(Beginning of DATASET EXTRACT)
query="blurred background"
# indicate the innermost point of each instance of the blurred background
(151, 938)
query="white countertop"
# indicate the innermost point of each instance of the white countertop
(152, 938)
(End of DATASET EXTRACT)
TASK STATEMENT
Within the material, count the lines where the word "query" appears. The reply is that number and nothing more.

EXERCISE RESULT
2